First thing's first, is the pet shop clean? If the answer is no, then look elsewhere. Are the piggies kept in a clean enclosure with companions of their own sex, with lots of space to run around and plenty of places to hide? No, then go elsewhere. Are all the piggies alert, do they all look healthy? No then go elsewhere. Is there a member of staff that is willing to talk to you about your prospective babies, who seems to know what they are talking about? No, then go elsewhere. Are the piggies housed with other species such as rabbits, do any of them have runny eyes or noses, is there any sign of loose motions? Yes, then go elsewhere (after informing a member of staff).
Once you're happy that any piggies are likely to be healthy and have had a chat with a member of staff about their requirements it's time to choose your new babies. There are advantages and disadvantages to both sexes, but it's never a good idea to buy a boy and girl (and I would hope that a pet shop will refuse to sell this combination. With a pair of boars, there's the advantage that unless you are mis-sold a mixed pair you won't get the surprise addition of some baby piggies in the following months, but from my experience there is a slight chance that they will fight for dominance and males do tend to smell a little more as they mark their territory. With females, they are a little smaller, are less likely to fight and smell a little, but there is always the chance that one (or more) is pregnant when you buy them.
When choosing your piggies don't just take looks into account, try and watch them for a while so that you can get an idea of their personalities. Just like us all Guinea Pigs have different personalities, some are timid, others aggressive so try to find ones that suit your lifestyle. If you have plenty of time coaxing the timid piggy that's hiding in the tunnel to trust you, then you may find that very rewarding. But if you have a boisterous toddler in the house, then it's not really fair on that timid piggy. Another factor that's totally dependent on your life-style is which breed of Guinea Pig you buy. Some Guinea Pigs have very long hair that needs daily brushing, if you don't have the time for this then don't buy one. Other Guinea Pigs are short haired and only need occasional brushing and bathing, these are far easier to look after.

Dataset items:
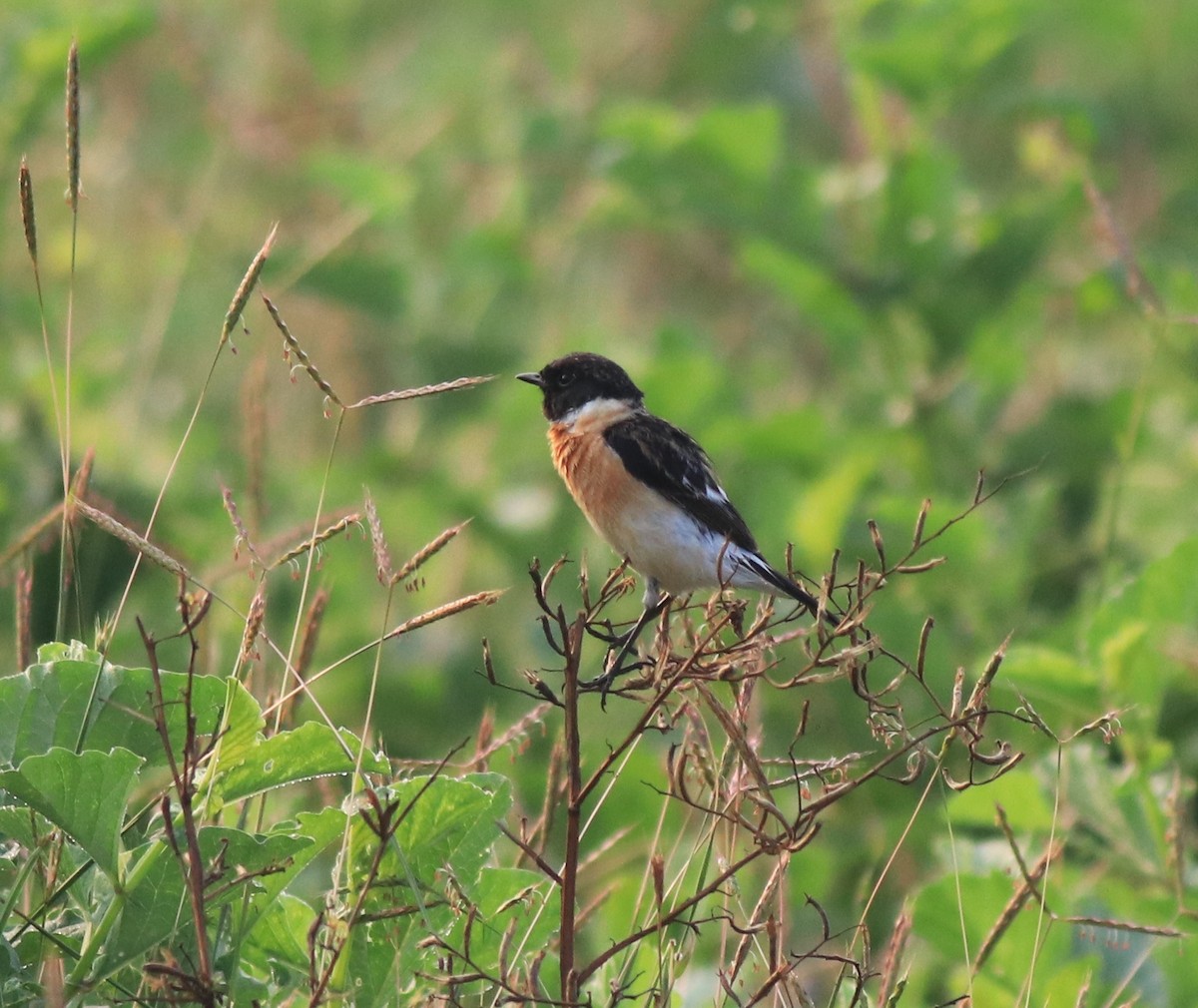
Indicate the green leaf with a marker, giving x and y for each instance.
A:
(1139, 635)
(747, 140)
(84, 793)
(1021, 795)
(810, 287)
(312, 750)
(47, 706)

--

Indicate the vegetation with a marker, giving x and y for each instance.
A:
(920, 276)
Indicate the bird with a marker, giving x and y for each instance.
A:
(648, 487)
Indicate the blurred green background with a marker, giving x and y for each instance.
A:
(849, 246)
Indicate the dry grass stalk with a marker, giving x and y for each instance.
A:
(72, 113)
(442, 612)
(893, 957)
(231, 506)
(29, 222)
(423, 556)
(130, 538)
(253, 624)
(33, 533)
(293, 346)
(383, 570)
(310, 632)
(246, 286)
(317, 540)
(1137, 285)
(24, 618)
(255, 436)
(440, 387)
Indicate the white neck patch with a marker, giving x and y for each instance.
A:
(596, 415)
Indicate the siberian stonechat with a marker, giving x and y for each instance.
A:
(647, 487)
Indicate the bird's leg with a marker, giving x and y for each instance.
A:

Problem set:
1) Write out the part of the guinea pig buying guide between "Once you're happy" and "you buy them.", inclusive.
2) Based on the guinea pig buying guide, decide whether each statement below is true. Answer yes or no, and quote the words from the guide that settle it. (a) Female guinea pigs are a little smaller than males. (b) Short-haired guinea pigs need daily brushing. (c) Finding piggies housed with rabbits is a reason to shop somewhere else.
3) Using the guinea pig buying guide, answer each question briefly:
(a) Besides companions of their own sex, what should the piggies' enclosure have?
(b) Why do males tend to smell a little more?
(c) What do guinea pigs with very long hair need?

Answers in order:
1)
Once you're happy that any piggies are likely to be healthy and have had a chat with a member of staff about their requirements it's time to choose your new babies. There are advantages and disadvantages to both sexes, but it's never a good idea to buy a boy and girl (and I would hope that a pet shop will refuse to sell this combination. With a pair of boars, there's the advantage that unless you are mis-sold a mixed pair you won't get the surprise addition of some baby piggies in the following months, but from my experience there is a slight chance that they will fight for dominance and males do tend to smell a little more as they mark their territory. With females, they are a little smaller, are less likely to fight and smell a little, but there is always the chance that one (or more) is pregnant when you buy them.

2)
(a) Yes: "With females, they are a little smaller"
(b) No: "Other Guinea Pigs are short haired and only need occasional brushing and bathing"
(c) Yes: "Are the piggies housed with other species such as rabbits" … "Yes, then go elsewhere"

3)
(a) Lots of space to run around and plenty of places to hide.
(b) They mark their territory.
(c) Daily brushing.